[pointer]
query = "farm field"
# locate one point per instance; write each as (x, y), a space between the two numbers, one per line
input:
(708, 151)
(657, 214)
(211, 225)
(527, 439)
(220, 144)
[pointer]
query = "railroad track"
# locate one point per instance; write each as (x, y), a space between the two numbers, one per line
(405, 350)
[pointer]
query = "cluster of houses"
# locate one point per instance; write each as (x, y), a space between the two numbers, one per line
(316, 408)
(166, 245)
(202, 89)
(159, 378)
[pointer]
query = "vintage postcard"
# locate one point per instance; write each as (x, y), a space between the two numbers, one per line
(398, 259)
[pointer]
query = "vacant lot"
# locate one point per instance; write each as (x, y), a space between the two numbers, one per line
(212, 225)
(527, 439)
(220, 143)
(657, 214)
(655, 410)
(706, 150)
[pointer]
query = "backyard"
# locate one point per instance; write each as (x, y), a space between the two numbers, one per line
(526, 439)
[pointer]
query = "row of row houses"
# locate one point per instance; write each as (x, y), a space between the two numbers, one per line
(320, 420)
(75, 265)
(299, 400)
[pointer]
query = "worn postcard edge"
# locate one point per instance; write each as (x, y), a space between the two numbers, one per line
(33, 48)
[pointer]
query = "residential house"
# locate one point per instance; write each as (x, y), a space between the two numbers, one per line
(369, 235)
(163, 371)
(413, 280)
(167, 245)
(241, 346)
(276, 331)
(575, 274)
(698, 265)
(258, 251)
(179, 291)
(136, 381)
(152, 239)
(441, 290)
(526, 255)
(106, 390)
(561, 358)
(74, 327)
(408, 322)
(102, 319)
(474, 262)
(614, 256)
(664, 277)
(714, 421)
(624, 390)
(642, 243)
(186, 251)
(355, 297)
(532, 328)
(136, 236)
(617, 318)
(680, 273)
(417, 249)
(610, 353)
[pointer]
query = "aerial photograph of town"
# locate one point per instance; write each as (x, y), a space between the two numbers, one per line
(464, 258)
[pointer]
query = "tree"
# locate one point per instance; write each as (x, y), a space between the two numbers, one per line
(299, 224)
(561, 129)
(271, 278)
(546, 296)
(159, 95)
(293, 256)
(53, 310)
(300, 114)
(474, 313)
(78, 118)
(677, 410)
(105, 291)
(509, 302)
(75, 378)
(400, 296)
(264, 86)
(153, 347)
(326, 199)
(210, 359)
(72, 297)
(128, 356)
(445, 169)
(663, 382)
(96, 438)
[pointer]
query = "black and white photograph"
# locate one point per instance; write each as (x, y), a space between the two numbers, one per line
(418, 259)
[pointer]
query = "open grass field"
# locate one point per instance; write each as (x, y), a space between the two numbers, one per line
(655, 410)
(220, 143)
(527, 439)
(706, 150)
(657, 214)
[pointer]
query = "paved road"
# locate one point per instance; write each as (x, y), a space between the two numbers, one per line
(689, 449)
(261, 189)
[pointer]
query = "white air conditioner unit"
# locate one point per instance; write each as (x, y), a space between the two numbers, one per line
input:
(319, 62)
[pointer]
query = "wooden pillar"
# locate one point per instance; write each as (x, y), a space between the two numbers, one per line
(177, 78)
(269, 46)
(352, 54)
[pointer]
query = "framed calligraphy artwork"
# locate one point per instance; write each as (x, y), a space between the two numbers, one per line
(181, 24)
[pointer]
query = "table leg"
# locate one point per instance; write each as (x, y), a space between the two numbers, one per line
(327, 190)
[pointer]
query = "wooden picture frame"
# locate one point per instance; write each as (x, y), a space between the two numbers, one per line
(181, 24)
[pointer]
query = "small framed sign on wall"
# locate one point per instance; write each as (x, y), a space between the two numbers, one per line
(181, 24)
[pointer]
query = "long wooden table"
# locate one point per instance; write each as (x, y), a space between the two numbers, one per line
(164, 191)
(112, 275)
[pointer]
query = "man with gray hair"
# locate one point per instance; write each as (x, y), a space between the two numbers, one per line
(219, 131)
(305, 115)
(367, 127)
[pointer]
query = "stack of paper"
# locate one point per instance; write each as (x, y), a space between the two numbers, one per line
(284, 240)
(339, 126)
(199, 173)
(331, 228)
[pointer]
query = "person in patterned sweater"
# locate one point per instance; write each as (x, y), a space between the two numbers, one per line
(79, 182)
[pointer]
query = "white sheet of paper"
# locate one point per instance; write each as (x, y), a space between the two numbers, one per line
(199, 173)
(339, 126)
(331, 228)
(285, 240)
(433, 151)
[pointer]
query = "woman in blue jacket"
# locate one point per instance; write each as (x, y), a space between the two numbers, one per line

__________

- _Directions for this task_
Write only the number of lines in the listing that hold the word "houses".

- _Response_
2